■ **Text**:
The lady had marked on our map all the best sights where we could walk on reefs and snorkel in caves around the island, so that would do for day two of the car hire. Unfortunately the Huvalu Forest we were advised was not accessible by walkers and forestry workers were constantly busy in there, but we spotted a bike route through it so surmised we might be able to walk that track a little way.

It has rained a lot since we have been here so we thought the tracks might be muddy, but as the only veg on the island is grown hydroponically there would appear to be little soil depth. Humanitarian aid, tourism, the usual government and service industry jobs and government aid seem to be the main income of the island, along with the many small businesses and a few farms and plantations. I will know more after our two day tour.

The islanders all have dual nationality, New Zealand and Niue but are self- governing with strong links to NZ. The local govt has its own cunning ways of raising a few extra dollars. To drive on the island one must have a Niue driving licence ($20) which is only obtainable on week days. Visitors can drive without one at the weekends as long as they trundle down to the police station on Monday and buy one. All in the interests of road safety, I don’t think.

There is also an exit tax of $34 per person, they’ve got you there as everyone has to clear out officially, so must pay. If clearing in over the weekend there’s a surcharge of $20 to get the guy out of his house!

More of the people we met in Bora Bora have arrived, Austrian Hannes and Sabine, who was astonished we swam with the lemon sharks, have arrived and more of the buoys are being taken up. We’re so glad we arrived when we did. We are now in the company of the Swiss, Swedish, French, Austrian, German and Australian cruisers, the latter coming from Bahia in Ecuador like us with their own stories to tell of Tripp and his family.

■ **Stated exercise 1**:
Answer these from the Niue travel account:
(a) How much does a Niue driving licence cost?
(b) What is the exit tax per person?
(c) Which two nationalities do the islanders hold?
■ **Stated exercise 2**:
Turn the paragraph of the Niue travel account that begins "The islanders all have dual nationality" into a short bulleted list that keeps its main facts.
■ **Stated exercise 3**:
Write the next part of the Niue travel account, picking up after its final sentence.
The records have no connection to the Niue travel account.

■ **Dataset extract**:
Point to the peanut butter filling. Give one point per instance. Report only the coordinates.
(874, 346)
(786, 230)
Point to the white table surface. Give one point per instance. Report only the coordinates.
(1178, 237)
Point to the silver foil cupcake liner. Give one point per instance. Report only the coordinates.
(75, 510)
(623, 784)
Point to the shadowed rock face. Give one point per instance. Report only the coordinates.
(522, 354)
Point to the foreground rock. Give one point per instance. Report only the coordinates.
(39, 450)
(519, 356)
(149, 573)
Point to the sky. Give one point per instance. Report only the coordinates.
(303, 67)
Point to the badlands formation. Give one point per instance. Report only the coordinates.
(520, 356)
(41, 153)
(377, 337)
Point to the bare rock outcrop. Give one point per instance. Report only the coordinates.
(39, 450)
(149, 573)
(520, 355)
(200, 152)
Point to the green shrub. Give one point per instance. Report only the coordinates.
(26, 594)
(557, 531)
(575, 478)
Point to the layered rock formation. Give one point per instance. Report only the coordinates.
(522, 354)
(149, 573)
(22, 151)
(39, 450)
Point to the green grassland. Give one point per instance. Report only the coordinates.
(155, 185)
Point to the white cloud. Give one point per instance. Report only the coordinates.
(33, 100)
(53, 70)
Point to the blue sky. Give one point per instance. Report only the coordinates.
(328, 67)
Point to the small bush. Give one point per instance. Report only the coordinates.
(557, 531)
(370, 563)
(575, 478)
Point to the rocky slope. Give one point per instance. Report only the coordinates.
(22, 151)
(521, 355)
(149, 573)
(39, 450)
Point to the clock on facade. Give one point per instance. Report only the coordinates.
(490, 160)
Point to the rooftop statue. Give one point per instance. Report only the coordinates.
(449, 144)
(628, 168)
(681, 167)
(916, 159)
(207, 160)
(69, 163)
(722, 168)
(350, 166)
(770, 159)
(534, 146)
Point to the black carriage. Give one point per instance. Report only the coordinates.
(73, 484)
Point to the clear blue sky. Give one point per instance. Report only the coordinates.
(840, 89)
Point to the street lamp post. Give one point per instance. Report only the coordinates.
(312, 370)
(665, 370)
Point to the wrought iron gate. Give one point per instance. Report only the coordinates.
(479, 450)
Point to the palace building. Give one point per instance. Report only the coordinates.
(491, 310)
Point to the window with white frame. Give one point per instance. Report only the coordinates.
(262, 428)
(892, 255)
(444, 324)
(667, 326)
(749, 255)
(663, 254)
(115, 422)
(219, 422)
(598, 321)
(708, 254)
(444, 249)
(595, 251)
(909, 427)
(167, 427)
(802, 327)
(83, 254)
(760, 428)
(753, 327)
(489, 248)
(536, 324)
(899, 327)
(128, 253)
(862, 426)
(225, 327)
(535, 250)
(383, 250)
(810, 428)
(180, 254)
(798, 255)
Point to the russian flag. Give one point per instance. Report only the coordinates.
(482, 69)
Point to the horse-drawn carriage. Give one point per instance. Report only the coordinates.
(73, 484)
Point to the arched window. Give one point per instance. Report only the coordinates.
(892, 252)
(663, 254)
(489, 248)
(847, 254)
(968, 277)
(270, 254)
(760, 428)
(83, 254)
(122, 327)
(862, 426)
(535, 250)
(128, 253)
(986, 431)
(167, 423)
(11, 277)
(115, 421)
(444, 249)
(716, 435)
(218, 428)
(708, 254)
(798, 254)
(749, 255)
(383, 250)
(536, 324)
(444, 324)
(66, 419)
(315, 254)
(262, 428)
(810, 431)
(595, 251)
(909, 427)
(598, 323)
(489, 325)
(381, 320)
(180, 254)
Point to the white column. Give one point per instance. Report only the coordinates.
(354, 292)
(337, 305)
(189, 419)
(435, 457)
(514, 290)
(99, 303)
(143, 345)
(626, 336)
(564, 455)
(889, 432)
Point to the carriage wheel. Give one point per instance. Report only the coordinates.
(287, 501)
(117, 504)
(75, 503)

■ **Exercise output 1**:
(a) $20
(b) $34
(c) New Zealand and Niue

■ **Exercise output 2**:
- Islanders hold dual New Zealand and Niue nationality.
- Niue is self-governing but keeps strong links to New Zealand.
- Driving on the island requires a Niue driving licence costing $20.
- The licence can be bought only on weekdays.
- Visitors may drive without one at weekends if they buy one at the police station on Monday.

■ **Exercise output 3**:
There is a market on Tuesdays and Fridays, so we were speeding towards the harbour before 7.00am one morning with a short shopping list in mind. Bread, tomatoes and fish.

The market is a fine new roofed building with open sides. Locals sat around in happy groups chatting and smiling at us, their home grown produce on the tables in front of them. “Is there any fish for sale?” I asked one lady.

“That lady over there has flying fish.” She replied. We noticed coming over how enormous are the local flying fish, obviously skilled at eluding their predators. The lady showed us her collection in a portable freezer. The size of a medium trout and at £1 each we bought five. “How you going to cook them?” She asked.

“Em’, poisson cru and maybe fried after filleting?” I ventured, she nodded. “How do you catch the flying fish?” I asked.

“With big nets.” Sounds obvious but I wondered whether that would be with big nets under the water or as they fly through the air. We had ‘caught’ some of their massive scales on board but the fish had all managed to get back into the water.

I made the poisson cru the day before yesterday by soaking raw bite-sized pieces in lime juice in a pot in the fridge overnight. Just before serving I added chopped colourful veg, this time some of the tasty baby plum tomatoes we had bought in the market and cucumber to the mix and tossed it with coconut milk. We had it for lunch served with white rice flavoured with some of the vanilla paste bought in the Chinese supermarket in Bora Bora.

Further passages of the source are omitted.